Stored dataset items
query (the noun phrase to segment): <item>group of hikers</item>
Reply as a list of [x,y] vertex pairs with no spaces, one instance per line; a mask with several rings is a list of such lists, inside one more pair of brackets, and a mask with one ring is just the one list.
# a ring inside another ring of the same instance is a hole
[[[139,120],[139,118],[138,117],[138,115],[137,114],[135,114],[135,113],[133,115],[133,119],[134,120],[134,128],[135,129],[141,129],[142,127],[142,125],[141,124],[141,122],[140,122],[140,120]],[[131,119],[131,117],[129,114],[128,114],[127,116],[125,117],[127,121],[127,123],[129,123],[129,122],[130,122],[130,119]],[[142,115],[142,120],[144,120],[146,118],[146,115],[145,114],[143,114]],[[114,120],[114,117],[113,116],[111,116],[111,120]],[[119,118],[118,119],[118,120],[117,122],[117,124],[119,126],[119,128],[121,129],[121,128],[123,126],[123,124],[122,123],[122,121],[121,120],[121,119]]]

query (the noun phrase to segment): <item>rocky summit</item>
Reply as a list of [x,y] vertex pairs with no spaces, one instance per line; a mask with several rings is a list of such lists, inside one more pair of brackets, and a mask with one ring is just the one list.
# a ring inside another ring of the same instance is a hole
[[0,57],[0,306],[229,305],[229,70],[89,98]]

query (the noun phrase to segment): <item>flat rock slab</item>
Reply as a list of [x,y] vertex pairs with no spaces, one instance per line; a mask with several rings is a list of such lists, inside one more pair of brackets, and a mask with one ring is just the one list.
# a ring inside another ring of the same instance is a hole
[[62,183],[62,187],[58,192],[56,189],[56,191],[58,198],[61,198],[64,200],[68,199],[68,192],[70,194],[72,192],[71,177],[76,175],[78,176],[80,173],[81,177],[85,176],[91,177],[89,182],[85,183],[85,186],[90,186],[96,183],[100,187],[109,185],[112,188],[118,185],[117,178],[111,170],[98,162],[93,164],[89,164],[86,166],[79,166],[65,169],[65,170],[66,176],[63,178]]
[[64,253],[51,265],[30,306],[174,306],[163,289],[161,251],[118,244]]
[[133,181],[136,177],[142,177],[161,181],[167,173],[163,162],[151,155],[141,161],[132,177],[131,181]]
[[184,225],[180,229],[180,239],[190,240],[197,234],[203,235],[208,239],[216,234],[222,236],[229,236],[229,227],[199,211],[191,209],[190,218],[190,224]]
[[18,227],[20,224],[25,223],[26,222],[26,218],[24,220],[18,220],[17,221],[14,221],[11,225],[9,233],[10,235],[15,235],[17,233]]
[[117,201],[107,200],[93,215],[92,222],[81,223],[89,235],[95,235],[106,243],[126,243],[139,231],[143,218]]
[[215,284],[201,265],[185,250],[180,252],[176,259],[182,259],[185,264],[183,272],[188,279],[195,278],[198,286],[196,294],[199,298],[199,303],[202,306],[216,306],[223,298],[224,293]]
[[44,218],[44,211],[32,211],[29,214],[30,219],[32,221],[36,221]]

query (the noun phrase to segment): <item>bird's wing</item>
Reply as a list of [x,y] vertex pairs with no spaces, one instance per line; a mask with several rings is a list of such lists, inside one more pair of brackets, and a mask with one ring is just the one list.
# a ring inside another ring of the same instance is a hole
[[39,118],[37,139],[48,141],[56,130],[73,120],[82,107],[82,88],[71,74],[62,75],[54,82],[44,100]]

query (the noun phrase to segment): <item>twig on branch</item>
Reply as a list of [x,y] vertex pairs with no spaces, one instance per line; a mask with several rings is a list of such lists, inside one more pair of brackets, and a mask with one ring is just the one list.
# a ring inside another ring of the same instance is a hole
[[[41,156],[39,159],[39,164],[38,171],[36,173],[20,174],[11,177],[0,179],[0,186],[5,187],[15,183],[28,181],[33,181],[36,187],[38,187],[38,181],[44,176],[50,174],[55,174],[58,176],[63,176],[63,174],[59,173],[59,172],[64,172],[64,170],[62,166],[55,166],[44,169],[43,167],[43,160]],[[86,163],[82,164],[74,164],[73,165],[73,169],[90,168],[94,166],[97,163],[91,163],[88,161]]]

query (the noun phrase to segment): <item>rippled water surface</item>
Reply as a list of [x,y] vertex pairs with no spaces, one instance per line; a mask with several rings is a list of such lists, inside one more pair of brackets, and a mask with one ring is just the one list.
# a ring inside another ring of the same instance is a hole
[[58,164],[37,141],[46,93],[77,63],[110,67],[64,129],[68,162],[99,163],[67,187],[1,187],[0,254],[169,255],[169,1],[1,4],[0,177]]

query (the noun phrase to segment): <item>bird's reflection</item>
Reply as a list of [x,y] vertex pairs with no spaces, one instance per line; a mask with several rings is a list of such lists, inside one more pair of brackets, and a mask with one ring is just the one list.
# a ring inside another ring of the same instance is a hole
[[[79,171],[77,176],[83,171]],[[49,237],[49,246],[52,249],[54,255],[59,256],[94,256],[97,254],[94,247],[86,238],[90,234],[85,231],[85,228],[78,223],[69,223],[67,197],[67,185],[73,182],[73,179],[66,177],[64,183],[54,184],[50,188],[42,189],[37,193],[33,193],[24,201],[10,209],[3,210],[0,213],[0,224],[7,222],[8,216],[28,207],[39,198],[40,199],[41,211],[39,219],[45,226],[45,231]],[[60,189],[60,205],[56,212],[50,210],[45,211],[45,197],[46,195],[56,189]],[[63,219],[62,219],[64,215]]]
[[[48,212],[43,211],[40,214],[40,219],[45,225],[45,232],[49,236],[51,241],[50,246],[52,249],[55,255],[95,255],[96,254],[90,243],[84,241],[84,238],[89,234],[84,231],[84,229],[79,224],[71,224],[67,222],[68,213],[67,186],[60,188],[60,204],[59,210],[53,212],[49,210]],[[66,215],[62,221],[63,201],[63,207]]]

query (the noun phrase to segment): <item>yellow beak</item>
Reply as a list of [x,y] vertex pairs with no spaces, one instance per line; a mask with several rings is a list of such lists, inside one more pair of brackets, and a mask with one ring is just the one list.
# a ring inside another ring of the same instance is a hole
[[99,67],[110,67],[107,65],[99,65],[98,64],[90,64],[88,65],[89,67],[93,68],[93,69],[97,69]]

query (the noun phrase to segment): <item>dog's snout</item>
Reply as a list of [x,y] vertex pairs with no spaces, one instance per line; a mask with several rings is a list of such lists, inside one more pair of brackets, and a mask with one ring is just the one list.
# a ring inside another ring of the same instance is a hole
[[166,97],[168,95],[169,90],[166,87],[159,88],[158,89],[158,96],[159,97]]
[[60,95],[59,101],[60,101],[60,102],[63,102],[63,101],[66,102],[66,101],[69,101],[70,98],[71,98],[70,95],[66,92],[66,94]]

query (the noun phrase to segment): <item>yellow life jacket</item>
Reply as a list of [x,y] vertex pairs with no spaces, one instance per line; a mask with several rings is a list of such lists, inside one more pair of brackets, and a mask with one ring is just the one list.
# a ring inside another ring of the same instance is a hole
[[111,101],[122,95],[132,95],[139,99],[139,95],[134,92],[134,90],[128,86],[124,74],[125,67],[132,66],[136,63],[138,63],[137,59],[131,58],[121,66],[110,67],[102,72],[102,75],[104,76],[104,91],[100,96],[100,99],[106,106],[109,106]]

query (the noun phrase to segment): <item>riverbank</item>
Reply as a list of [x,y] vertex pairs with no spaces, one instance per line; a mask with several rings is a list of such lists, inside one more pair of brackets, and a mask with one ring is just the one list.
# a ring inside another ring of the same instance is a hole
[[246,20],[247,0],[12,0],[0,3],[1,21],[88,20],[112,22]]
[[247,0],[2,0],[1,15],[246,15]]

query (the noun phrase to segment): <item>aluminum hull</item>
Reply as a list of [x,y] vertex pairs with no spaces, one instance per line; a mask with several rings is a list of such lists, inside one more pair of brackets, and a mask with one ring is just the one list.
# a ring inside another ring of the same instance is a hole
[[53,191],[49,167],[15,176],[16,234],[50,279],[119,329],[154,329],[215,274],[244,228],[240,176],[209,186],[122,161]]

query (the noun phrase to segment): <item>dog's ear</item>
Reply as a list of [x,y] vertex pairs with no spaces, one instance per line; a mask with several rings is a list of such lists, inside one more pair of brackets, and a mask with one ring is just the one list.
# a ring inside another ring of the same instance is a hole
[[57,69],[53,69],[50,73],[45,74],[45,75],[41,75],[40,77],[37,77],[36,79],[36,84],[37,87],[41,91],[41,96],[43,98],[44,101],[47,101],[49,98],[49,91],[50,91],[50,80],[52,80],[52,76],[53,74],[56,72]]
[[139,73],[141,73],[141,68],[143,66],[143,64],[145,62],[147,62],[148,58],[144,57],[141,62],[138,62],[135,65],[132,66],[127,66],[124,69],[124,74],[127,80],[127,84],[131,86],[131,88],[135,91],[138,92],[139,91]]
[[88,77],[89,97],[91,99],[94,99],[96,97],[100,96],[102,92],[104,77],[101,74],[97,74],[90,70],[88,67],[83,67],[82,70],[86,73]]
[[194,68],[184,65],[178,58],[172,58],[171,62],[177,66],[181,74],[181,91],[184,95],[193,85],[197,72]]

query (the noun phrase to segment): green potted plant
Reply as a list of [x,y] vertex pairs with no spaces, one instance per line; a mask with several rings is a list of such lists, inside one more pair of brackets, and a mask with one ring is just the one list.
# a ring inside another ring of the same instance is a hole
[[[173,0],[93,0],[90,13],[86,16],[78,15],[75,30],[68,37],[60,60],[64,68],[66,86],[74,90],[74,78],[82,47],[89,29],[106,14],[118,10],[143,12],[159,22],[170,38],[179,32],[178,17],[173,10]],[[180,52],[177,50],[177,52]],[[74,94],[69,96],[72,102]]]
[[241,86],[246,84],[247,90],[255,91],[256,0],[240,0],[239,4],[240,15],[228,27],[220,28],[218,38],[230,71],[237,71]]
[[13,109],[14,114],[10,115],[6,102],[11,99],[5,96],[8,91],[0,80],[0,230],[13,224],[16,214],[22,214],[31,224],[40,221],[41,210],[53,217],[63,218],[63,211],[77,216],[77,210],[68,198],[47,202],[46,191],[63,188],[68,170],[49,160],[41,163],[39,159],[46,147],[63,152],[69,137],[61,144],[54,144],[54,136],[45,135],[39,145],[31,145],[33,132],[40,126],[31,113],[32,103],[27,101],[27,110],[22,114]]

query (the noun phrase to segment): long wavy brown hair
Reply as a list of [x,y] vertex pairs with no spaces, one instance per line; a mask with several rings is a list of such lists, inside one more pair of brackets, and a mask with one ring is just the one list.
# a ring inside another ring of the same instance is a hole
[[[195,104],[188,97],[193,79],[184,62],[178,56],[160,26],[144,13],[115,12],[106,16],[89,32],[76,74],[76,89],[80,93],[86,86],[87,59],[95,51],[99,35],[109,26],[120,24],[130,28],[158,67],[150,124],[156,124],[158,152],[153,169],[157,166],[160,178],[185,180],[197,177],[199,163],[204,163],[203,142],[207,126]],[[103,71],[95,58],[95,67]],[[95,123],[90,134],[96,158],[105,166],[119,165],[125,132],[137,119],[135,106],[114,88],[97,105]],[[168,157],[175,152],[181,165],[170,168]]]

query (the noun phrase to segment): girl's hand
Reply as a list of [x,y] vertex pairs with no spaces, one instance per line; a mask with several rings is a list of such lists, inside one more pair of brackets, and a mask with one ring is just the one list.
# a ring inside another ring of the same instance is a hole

▶ [INSTRUCTIONS FOR THE TASK]:
Write out again, unchanged, the lines from the first one through the line that contains "[[0,57],[0,306],[229,305],[229,70],[89,98]]", including both ends.

▶ [RESPONSE TO THE EXERCISE]:
query (the noun phrase to segment): <item>group of hikers</item>
Reply as a list of [x,y] vertex pairs with no spaces, one instance per line; a mask with several rings is a list of such lists, inside one more pair of brackets, and a mask with one ring is just the one list.
# a ring inside another ring of the same instance is a hole
[[[139,120],[139,118],[138,117],[138,115],[137,114],[135,114],[135,113],[133,115],[133,119],[134,120],[134,128],[135,129],[141,129],[142,127],[142,125],[141,124],[141,122],[140,122],[140,120]],[[131,119],[131,117],[129,114],[128,114],[127,116],[125,117],[127,121],[127,123],[129,123],[129,122],[130,122],[130,119]],[[142,115],[142,120],[144,120],[146,118],[146,115],[145,114],[143,114]],[[114,120],[114,117],[113,116],[111,116],[111,120]],[[119,118],[118,119],[118,120],[117,122],[117,124],[119,126],[119,128],[121,129],[121,128],[123,126],[123,124],[122,123],[122,121],[121,120],[121,119]]]

query (the noun phrase to segment): <item>rocky summit</item>
Reply as a list of [x,y] vertex pairs with no spaces, one instance per line; a mask with several rings is a list of such lists, inside one more pair of brackets, and a mask with one ring is just the one list.
# a ring inside another ring of the same instance is a hole
[[0,57],[0,306],[229,305],[229,70],[89,98]]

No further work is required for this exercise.